__Text shown__:
::::::::
These methods require a rooted phylogeny with branch lengths. Both ultrametric and non-ultrametric trees can be used, but this will have implications for whether ancestral states can be estimated. Polytomies and non-branching edges are not a problem. The units of the branch lengths are typically given in time units or number of nucleotide substitutions. A lot of the power of this method comes from having accurate branch lengths so some care should be taken in time-calibrating the phylogeny.

Comparative methods built around an Ornstein-Uhlenbeck process

The Ornstein-Uhlenbeck process describes stochastic evolution with a deterministic tendency to move towards a fixed state (Hansen & Martins 1996). To model adaptive evolution in a comparative data set, we interpret this fixed state as a “primary optimum”, defined as the average fitness optimum that would be reached by a large number of independent species evolving for a sufficiently long time in a given niche to be free of any ancestral influence (Hansen 1997). The model assumes that primary optima exist at any point in time (on the phylogeny), and the idea is to test hypotheses about the effect of specified environmental variables on the primary optima. Currently, the software allows the primary optimum to be be modeled as a multiple regression on several continuous “random” variables, continuous "direct-effect" variables, or as a one-way ANOVA on fixed, categorical variables mapped as regimes on the phylogenetic tree.

The optimum

If we let $\theta(x_1, x_2 \dots)$, be the primary optimum as a function of environmental variables, $x_1, x_2 \dots$, then for the regression model, we have:

$$ \theta(x_1, x_2 \dots) = b_0 + b_1x_1 + b_2x_2 \dots, $$

where $b_0$ is an intercept, and $b_1, b_2 \dots$ are regression slopes on the environmental variables. For the ANOVA model we let $x_1, x_2 \dots$ be indicator variables indicating different categorical states of the environment, and we write

$$ \theta(x_1, x_2 \dots) = \theta_1x_1 + \theta_2x_2 \dots, $$ where $\theta_1x_1, \theta_2x_2 \dots$ are parameters describing the state of the primary optimum in the different environments or niches. The goal is to estimate the parameters $b_i$ or $\theta_i$ to test whether particular aspects of the environment have an effect on the optimum or not. Our adaptive hypotheses thus takes the form: Given that there is a single optimum, the species are adapted to variable $x$ if $x$ has an (important) effect on the optimum. As we will see, the methods also allow for assessments of how strongly the species tend to evolve towards the optimum, and thus to reject the base assumption of adaptation altogether.

Ornstein-Uhlenbeck process

The evolution of the response trait, $y$, can be represented by the stochastic differential Ornstein-Uhlenbeck process equation:

$$ dy = -\alpha(y - \theta)dt + \sigma_ydW_y, $$

which is interpreted as follows: $dy$ is the change in $y$ over a time step $dt$, $\alpha$ is a parameter measuring the rate of adaptation towards the optimum, $dW_y$ is a white-noise process having independent, normally-distributed random changes with mean zero and unit variance. The standard deviation of the random changes is given by $\sigma_y$ and $\theta$ are the fixed or random optima as defined above. Categorical predictor variables must be mapped on the phylogeny a priori, and the method treats these as fixed.
::::::::
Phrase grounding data
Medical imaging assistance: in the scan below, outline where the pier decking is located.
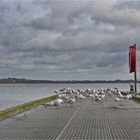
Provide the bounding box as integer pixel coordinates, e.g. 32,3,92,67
0,96,140,140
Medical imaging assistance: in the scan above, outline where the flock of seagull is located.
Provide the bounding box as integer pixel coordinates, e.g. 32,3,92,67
43,88,132,107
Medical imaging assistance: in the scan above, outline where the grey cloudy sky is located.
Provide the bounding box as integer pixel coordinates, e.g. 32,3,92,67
0,0,140,80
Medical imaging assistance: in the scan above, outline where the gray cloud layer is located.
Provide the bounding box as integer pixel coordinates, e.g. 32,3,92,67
0,0,140,79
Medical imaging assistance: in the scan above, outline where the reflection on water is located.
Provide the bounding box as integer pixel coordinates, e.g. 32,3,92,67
0,83,136,109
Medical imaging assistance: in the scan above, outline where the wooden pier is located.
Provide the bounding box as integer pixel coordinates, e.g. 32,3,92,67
0,96,140,140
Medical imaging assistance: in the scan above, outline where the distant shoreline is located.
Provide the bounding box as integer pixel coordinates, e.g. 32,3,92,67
0,78,137,84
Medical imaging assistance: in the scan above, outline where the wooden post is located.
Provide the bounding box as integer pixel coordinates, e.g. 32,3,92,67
134,44,137,92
::::::::
__Aim of the task__:
Reproduce word for word everything in the text on Ornstein-Uhlenbeck comparative methods, from "The evolution of" down to "these as fixed.".

__Task result__:
The evolution of the response trait, $y$, can be represented by the stochastic differential Ornstein-Uhlenbeck process equation:

$$ dy = -\alpha(y - \theta)dt + \sigma_ydW_y, $$

which is interpreted as follows: $dy$ is the change in $y$ over a time step $dt$, $\alpha$ is a parameter measuring the rate of adaptation towards the optimum, $dW_y$ is a white-noise process having independent, normally-distributed random changes with mean zero and unit variance. The standard deviation of the random changes is given by $\sigma_y$ and $\theta$ are the fixed or random optima as defined above. Categorical predictor variables must be mapped on the phylogeny a priori, and the method treats these as fixed.